Information supplied section start

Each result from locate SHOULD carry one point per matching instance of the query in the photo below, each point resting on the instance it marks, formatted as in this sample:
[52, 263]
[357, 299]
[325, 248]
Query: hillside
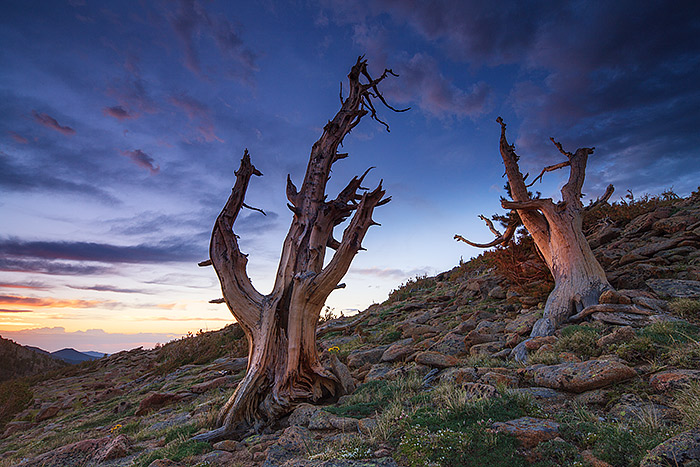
[17, 361]
[434, 381]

Information supplied section end

Your objective
Everything above except the pictures needs to be reproduced exactly.

Answer to this problem
Each result from locate SHOULD carry one point per matching instance of the query in the photo below, each point resting on the instance it marks, formatted as in this sample:
[52, 263]
[357, 299]
[325, 248]
Query: hillside
[17, 361]
[434, 381]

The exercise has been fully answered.